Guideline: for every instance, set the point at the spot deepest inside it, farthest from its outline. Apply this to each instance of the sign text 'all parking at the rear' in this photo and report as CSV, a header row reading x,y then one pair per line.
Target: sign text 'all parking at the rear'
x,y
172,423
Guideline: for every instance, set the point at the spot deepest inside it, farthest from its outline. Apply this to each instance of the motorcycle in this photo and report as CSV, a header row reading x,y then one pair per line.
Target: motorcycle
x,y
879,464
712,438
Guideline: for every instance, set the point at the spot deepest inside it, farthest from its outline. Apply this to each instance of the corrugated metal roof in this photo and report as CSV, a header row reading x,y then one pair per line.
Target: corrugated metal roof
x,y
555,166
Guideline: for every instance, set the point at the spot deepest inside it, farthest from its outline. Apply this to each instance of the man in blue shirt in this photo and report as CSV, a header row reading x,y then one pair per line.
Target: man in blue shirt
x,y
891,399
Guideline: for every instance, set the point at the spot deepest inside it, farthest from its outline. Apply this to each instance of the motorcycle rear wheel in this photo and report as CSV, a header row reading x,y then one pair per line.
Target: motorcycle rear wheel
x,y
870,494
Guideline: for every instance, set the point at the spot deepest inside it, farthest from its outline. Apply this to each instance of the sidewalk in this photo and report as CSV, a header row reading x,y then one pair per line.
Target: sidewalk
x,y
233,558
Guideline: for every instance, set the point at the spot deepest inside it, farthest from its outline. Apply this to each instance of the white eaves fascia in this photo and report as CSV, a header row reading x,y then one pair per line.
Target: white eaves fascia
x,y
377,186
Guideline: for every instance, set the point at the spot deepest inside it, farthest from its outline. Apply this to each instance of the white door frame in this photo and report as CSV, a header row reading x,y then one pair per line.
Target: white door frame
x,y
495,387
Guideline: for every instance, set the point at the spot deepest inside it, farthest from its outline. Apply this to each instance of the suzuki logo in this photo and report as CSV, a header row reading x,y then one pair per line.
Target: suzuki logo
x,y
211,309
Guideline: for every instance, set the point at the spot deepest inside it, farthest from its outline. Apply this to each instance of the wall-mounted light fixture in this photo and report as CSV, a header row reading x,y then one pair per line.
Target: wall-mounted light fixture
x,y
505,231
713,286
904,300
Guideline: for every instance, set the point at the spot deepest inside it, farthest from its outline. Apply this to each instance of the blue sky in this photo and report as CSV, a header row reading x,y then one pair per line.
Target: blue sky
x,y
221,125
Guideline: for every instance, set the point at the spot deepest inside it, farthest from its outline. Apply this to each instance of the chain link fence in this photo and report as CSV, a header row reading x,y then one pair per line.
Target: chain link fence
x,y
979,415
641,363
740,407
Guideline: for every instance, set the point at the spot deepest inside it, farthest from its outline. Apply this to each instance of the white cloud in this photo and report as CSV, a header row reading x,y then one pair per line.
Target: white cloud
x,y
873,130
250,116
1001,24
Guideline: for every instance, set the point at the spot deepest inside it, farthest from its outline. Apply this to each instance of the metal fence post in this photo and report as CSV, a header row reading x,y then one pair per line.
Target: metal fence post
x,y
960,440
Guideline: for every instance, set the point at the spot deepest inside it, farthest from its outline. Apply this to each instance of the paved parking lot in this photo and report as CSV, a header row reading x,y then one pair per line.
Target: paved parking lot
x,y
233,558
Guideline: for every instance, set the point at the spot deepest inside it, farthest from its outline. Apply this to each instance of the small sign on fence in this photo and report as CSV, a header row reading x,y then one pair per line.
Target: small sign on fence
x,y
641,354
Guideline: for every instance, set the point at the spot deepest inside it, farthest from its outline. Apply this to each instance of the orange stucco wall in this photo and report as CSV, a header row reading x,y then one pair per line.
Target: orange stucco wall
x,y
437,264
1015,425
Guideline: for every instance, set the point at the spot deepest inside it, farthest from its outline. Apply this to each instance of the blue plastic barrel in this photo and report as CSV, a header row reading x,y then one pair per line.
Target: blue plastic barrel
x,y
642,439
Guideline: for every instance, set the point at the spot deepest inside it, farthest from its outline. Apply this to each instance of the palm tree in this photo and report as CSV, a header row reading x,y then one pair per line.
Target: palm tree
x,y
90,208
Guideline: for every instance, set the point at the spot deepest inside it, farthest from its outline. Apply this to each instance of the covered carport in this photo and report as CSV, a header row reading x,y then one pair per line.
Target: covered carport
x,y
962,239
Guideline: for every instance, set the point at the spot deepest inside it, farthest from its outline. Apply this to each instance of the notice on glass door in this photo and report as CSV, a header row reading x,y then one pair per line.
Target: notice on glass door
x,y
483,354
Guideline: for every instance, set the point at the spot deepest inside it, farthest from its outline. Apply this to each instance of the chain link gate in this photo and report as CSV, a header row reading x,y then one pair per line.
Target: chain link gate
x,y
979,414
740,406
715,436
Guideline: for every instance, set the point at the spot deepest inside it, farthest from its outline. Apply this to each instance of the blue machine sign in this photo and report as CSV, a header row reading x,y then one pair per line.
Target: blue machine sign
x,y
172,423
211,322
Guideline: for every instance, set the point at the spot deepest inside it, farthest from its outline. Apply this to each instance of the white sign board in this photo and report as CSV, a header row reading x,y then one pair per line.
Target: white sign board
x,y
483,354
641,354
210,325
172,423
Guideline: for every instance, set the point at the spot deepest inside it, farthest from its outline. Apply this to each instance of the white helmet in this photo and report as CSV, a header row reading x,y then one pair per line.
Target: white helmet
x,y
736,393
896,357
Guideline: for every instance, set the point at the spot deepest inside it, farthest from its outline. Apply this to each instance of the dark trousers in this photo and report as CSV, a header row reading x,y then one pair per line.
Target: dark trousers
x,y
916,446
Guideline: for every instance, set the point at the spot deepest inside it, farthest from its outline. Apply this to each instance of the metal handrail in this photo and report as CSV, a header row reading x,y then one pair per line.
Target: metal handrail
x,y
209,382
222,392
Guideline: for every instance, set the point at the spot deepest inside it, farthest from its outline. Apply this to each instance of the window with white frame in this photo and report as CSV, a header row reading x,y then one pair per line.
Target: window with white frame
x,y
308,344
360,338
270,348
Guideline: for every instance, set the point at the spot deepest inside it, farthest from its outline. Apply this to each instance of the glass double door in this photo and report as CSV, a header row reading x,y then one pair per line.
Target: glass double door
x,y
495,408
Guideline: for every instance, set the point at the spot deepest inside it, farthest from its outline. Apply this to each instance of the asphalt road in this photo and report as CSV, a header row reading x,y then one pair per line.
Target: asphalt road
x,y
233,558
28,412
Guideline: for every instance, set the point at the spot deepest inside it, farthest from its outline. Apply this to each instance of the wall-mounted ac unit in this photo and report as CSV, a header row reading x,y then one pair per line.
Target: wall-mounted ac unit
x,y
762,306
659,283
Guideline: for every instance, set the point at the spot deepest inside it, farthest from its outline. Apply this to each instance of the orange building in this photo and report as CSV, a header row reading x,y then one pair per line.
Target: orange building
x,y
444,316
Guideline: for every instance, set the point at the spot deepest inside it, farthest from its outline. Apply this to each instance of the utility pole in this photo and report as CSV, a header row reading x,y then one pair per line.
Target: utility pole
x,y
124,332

> GIVEN EXERCISE:
Quote exactly the line containing "the wall-mounted ac" and every later line through the end of the listing, and no other lines.

> SOLUTION TO THIS TASK:
Guideline: for every instance, set the point at the spot deepest inside it, farthest from its outline. Apply this to each instance of the wall-mounted ac unit in this photo and report as CSV, a header row reading x,y then one pair per line.
Target: wall-mounted ac unit
x,y
762,306
659,283
Guideline: for every instance, set the point at the spot deepest inside it, farthest from its outline. Apply this to each instance of the orange building in this photo and report as CSV, a header row reading x,y then one pair per line.
Target: orange building
x,y
444,316
Guideline: for every instance, set the point at the spot deepest inside it, farthest from its outline. Apply this to each instance of the utility pole in this photo and report as CSV, a header row reading x,y then one pair per line.
Target: utility pole
x,y
124,332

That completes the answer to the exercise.